:: Your instructions ::
Please copy out everything from the line containing "of the wrist" down to the end of the material below, keeping both ends.
# Rows start
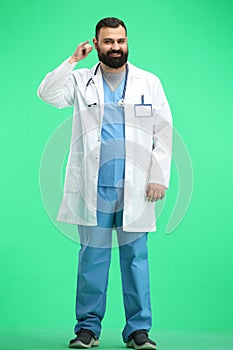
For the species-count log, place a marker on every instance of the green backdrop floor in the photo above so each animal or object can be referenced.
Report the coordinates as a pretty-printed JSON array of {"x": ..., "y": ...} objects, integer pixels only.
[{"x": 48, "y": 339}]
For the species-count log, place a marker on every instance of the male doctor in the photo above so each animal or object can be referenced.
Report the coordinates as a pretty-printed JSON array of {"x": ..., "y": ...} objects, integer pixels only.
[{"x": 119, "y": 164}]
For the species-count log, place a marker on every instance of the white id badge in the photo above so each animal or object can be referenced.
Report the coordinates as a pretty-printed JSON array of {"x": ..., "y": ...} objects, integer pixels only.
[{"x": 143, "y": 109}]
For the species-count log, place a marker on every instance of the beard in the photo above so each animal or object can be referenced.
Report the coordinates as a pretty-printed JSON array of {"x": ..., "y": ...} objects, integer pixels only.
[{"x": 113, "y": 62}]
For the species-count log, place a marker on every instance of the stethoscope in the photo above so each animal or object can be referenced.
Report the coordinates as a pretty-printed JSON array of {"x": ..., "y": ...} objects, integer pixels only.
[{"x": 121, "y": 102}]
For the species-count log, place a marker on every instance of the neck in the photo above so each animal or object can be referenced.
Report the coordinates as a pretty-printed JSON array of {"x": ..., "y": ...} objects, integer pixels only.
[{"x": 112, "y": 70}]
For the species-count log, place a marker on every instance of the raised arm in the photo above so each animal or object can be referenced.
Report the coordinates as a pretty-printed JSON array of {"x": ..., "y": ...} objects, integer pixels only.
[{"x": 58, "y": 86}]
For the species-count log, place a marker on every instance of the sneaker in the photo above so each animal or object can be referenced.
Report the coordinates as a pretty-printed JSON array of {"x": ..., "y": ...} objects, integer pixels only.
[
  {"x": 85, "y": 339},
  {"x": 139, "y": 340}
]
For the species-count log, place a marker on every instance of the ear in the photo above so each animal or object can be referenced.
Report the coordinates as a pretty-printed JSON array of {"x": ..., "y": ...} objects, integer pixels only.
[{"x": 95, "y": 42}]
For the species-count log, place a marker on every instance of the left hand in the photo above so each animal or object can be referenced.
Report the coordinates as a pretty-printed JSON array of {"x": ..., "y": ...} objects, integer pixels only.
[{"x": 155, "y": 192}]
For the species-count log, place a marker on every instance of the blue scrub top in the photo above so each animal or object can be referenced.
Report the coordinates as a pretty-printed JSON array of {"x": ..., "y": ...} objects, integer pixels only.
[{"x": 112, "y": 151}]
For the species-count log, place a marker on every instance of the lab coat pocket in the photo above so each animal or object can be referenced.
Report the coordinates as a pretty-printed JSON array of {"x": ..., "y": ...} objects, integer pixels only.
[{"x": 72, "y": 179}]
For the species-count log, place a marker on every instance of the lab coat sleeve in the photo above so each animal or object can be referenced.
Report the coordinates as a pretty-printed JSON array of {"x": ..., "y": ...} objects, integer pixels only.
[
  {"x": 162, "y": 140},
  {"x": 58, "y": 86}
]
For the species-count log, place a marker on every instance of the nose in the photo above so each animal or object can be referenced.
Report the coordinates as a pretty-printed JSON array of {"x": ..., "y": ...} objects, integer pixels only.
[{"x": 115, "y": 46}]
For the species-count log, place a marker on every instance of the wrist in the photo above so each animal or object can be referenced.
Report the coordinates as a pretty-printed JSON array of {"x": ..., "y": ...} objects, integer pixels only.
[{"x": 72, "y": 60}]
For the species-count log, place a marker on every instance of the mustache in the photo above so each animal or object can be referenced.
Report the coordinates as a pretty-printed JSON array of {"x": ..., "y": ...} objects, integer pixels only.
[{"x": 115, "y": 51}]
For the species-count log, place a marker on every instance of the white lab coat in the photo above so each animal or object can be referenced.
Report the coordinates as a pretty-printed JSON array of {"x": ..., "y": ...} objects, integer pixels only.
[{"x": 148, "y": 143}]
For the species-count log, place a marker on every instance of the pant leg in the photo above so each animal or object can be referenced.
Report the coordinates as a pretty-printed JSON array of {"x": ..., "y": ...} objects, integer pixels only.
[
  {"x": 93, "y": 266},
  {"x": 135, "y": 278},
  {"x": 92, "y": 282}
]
# Rows end
:: Solution ::
For the species-count log, place a marker on every instance of the wrist in the photo above so each animal or object can be referenced.
Report the coordinates as a pretty-printed JSON array of {"x": ..., "y": ...} objects, integer pixels only.
[{"x": 72, "y": 60}]
For the species-count log, place a marker on every instance of the mustache in the photo above so each animal or object can be referenced.
Report the coordinates as a pretty-printed JSON array of {"x": ..., "y": ...} objects, integer pixels only.
[{"x": 115, "y": 51}]
For the species-count log, place a marker on every instance of the white lab coat in the photo above so each animal or object can be referenced.
Report the coordinates as a pretty-printed JSON array of {"x": ..., "y": ...} objects, integer pixels only.
[{"x": 148, "y": 143}]
For the species-count log, place a marker on every instance of the pant leg in the photo above so each animal or object can be referenced.
Report the coordinates as a pretty-printed JSON array of {"x": ..., "y": ...} objects, integer pixels only.
[
  {"x": 93, "y": 266},
  {"x": 135, "y": 278},
  {"x": 92, "y": 282}
]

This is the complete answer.